Generating Random Numbers in R

By Adrian Tam on September 5, 2023 in R for Data Science 1

Whether working on a machine learning project, a simulation, or other models, you need to generate random numbers in your code. R as a programming language, has several functions for random number generation. In this post, you will learn about them and see how they can be used in a larger program. Specifically, you will learn

How to generate Gaussian random numbers into a vector
How to generate uniform random numbers
How to manipulate random vectors and random matrices

Let’s get started.

Generating Random Numbers in R.
Photo by Kaysha. Some rights reserved.

Overview

This post is divided into three parts; they are:

Random Number Generators
Correlated Multivariate Gaussian Random Number
Generating Random Numbers From Uniform Distribution

Random Number Generators

Random numbers are drawn from probability distributions. The most famous distribution should be the Gaussian distribution, also known as the normal distribution.

The standard normal distribution is defined by its density function, $f(x) = (2\pi)^{-1/2} \exp(-x^2/2)$. It has a range of the entire real number, i.e., from negative infinity to positive infinity. Integrating $f(x)$ over this range gives the result 1.0. In mathematics, we have the distribution function $F(x) = \int_{-\infty}^x (2\pi)^{-1/2} \exp(-t^2/2) dt$ defined as the probability that a number is below $x$ in the standard normal distribution.

In R, you have not only the random number generator function based on the standard normal distribution but a few other auxiliary functions as well:

dnorm(x): The density function $f(x)$
pnorm(x): The distribution function $F(x)$
qnorm(x): The quantile function $F^{-1}(x)$ as the inverse function of $F(x)$
rnorm(k): The random number generator function

The functions dnorm(x), pnorm(x), qnorm(x) would be useful in some projects that you need to deal with some other probability distribution. The function rnorm(k) is the function that gives you a vector of k random values that are drawn from the standard normal distribution. This is the function you use most often.

Information given:
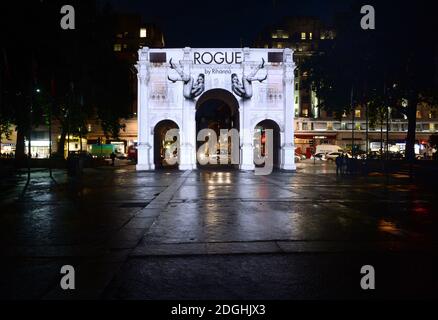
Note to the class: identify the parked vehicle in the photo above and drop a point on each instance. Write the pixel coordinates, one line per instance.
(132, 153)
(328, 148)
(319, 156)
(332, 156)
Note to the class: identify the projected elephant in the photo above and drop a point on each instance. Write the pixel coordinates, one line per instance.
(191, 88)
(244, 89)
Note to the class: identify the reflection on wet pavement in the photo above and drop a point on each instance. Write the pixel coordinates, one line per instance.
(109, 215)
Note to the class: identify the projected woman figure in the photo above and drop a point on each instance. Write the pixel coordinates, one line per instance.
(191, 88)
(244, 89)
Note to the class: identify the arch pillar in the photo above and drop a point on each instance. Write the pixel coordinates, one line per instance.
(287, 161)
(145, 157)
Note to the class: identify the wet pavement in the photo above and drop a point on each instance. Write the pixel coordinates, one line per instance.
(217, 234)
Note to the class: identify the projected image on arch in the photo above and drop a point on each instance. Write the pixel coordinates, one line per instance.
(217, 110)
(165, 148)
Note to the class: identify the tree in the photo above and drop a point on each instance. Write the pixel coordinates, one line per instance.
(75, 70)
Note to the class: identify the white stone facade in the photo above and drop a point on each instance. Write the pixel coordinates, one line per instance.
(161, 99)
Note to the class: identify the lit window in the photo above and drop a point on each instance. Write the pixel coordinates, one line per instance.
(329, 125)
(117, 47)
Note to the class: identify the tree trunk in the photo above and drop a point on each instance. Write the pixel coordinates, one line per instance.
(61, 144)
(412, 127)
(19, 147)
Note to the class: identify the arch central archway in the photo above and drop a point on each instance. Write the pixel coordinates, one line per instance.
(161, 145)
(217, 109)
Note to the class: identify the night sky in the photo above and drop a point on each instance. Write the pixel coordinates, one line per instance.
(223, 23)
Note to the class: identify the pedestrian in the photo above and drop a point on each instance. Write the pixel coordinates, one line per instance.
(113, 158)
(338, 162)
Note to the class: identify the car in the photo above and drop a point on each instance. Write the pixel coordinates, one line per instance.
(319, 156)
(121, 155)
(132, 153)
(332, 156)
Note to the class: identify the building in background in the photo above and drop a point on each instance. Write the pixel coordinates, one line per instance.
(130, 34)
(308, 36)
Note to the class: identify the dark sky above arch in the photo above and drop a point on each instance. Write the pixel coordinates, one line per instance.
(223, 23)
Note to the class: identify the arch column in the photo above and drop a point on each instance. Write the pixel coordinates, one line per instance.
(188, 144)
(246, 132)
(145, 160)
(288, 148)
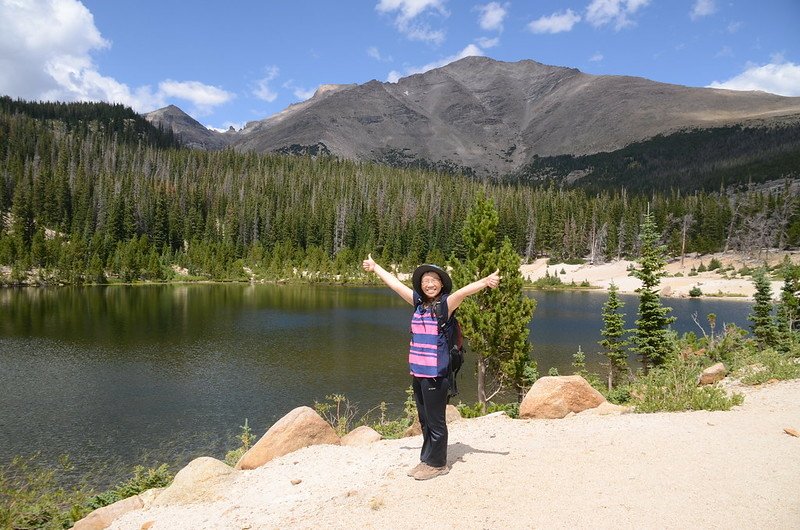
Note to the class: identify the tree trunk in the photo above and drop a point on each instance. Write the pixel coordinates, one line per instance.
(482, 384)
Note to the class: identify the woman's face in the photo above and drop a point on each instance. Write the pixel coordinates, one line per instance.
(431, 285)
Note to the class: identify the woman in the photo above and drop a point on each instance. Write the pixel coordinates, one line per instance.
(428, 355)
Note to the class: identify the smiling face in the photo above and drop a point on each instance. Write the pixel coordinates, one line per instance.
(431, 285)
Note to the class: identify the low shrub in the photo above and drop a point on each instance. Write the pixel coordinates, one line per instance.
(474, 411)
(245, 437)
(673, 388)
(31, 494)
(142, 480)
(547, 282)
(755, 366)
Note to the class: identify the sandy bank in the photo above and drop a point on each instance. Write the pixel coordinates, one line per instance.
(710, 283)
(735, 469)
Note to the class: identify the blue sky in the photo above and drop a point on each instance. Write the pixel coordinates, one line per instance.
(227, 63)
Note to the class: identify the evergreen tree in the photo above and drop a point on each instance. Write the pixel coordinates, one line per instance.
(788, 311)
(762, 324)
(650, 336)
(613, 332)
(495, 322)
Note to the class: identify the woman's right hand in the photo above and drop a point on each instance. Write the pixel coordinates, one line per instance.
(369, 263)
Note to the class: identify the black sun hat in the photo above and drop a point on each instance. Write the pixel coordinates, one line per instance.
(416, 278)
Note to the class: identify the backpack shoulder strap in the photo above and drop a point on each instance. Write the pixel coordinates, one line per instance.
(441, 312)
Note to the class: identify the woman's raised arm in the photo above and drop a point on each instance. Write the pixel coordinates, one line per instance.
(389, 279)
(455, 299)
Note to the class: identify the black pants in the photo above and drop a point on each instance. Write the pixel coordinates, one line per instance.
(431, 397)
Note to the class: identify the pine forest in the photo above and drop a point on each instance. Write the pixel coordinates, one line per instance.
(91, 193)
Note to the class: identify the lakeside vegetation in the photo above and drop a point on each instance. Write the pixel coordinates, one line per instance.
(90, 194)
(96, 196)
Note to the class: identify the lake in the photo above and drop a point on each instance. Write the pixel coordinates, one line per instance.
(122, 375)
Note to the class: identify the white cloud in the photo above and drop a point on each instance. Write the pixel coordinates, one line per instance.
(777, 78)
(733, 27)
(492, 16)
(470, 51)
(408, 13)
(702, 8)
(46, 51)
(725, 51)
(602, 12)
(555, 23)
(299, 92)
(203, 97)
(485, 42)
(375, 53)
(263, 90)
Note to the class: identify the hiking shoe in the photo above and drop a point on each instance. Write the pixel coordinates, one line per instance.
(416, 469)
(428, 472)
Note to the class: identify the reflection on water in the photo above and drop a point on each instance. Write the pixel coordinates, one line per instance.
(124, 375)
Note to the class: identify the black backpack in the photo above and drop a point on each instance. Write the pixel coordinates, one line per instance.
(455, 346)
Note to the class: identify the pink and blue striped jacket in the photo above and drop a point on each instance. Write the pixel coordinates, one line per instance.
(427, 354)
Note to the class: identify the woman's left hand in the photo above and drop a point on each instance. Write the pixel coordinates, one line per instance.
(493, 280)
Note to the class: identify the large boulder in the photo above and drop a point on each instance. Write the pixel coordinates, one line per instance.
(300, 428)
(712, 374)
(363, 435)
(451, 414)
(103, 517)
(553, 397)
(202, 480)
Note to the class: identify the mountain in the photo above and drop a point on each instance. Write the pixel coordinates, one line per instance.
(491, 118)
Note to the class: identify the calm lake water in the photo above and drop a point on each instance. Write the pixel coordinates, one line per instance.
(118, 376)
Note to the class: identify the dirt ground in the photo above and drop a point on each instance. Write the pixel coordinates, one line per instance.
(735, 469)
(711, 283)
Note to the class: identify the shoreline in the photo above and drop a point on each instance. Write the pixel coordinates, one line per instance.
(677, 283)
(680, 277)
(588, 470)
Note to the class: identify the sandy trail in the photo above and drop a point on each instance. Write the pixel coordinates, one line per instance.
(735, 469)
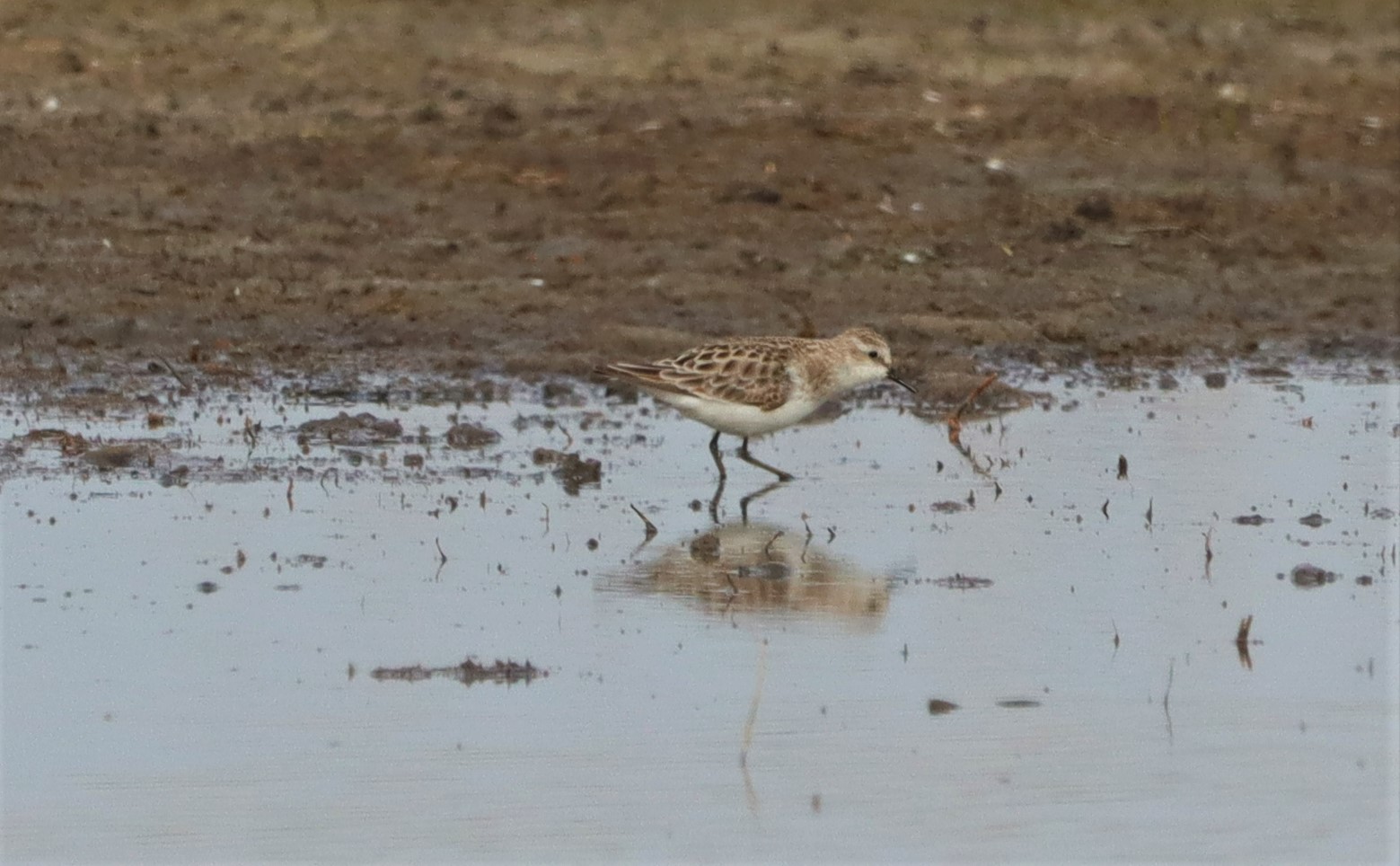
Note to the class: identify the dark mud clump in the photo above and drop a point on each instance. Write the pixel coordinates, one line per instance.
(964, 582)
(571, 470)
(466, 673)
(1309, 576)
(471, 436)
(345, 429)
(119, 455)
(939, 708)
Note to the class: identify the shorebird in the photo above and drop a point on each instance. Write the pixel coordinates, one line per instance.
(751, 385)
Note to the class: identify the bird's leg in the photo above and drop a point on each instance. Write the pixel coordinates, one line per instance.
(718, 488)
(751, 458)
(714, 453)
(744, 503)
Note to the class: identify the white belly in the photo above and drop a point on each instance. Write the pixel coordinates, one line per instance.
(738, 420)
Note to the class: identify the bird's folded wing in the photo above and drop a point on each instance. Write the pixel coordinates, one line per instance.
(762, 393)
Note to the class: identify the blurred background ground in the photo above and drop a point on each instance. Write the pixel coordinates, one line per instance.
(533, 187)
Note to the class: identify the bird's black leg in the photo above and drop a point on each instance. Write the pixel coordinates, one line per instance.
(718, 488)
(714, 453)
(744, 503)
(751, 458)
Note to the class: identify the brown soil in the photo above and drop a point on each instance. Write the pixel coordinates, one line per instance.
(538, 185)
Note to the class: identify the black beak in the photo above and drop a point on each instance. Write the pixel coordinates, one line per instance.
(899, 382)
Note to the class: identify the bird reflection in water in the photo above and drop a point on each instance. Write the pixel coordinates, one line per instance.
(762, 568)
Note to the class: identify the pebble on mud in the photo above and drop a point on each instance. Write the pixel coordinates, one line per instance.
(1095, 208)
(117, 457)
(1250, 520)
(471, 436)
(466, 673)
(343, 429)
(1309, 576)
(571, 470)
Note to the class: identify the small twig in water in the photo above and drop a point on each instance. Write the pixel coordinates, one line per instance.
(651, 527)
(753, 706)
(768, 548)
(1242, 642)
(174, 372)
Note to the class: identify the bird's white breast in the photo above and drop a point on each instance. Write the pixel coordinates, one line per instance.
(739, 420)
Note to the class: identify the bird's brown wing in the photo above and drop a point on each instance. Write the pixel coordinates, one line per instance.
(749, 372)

Problems and tasks:
1: In the post on generating random numbers in R, which function is described as the inverse of the distribution function F(x)?
2: Carry on the post about generating random numbers in R, picking up after its last sentence.

Task-by-task results:
1: qnorm(x), the quantile function.

2:
You can tell that this is the random number generator that produces output from the standard normal distribution by getting a lot of samples from it and plot a histogram:

hist(rnorm(10000), breaks=30, freq=FALSE)

1	hist(rnorm(10000), breaks=30, freq=FALSE)

Histogram of Gaussian random numbers

You can see a bell-shaped histogram centered at zero in the plot. Also, you can tell that majority of the samples are between -1 to +1 (68% of them, to be precise). The freq=FALSE parameter in the hist() function makes the $y$-axis in density instead of frequency. Hence you can match the histogram with the density function.

Correlated Multivariate Gaussian Random Number

One common use case of standard normal random number generator is to create pairs of correlated Gaussian random number. In other words, you want some bivariate Gaussian random numbers with non-zero correlation.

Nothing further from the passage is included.